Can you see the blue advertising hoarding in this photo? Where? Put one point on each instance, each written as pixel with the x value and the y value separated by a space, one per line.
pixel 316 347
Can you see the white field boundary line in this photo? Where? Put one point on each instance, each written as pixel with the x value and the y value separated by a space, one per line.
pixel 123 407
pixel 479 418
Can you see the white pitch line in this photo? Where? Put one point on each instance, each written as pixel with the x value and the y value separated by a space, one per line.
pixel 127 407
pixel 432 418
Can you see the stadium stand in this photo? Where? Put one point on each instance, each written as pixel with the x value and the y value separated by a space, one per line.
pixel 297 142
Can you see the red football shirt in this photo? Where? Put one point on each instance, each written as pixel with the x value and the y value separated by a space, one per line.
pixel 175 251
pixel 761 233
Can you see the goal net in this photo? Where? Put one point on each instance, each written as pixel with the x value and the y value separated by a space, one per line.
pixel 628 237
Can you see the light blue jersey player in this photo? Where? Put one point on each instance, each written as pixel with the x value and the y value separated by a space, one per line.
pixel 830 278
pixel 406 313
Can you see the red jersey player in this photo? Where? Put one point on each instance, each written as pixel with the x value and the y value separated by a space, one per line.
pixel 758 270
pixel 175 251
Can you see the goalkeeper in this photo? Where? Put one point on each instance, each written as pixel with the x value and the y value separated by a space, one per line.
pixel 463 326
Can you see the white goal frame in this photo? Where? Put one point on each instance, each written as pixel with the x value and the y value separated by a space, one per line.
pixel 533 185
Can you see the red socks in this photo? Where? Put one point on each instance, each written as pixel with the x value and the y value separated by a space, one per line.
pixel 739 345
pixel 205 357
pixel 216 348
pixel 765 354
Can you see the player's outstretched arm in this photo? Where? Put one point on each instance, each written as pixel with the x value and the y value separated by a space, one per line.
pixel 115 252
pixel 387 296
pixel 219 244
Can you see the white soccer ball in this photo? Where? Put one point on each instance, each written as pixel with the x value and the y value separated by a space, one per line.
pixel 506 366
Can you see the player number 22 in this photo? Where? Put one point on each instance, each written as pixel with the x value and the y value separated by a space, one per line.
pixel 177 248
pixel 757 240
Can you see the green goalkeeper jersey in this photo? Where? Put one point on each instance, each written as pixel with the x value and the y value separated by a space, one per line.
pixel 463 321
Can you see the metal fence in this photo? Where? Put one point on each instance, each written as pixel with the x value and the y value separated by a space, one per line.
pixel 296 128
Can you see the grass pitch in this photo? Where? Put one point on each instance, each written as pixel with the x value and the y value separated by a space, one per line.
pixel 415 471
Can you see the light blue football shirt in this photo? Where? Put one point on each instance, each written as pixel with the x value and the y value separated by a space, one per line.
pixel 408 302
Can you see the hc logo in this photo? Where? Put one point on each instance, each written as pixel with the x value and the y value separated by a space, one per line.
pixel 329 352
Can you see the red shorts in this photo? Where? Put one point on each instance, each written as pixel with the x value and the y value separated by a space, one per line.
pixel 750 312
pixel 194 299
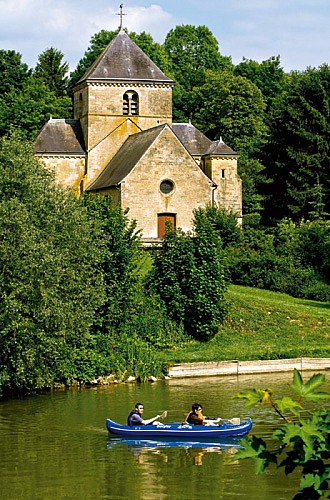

^^^^

Given exercise:
Reproduce the data from the beginning through the line containing "pixel 628 237", changing "stadium stand" to "spectator stand" and keeping everything else the same.

Result of this exercise:
Can you see the blue advertising hoarding in this photo? Where? Put one point on each instance, each written as pixel with the x value and the y value separated by a space, one per line.
pixel 316 347
Can you see the white field boundary line in this photo? Where? Put one point on each instance, each written as pixel with the x value and the y value separated by a space, one per line.
pixel 123 407
pixel 479 418
Can you see the white pitch line in this photo? Where? Put one point on each instance, each written as pixel with the x value and the y value separated by a space, one per line.
pixel 127 407
pixel 432 418
Can you see the spectator stand in this photo? Where? Put one point on each instance, each written as pixel with the x value and the y value separated by a space, one per line.
pixel 297 142
Can you see the red football shirt in this photo? Where? Put one point on each instance, each written as pixel with the x value and the y value separated by a space, one per line.
pixel 175 251
pixel 761 233
Can you see the goal net in this photo? Where? Put one point on each instance, each written as pixel with the x value and the y value separated by a space, one per line.
pixel 628 237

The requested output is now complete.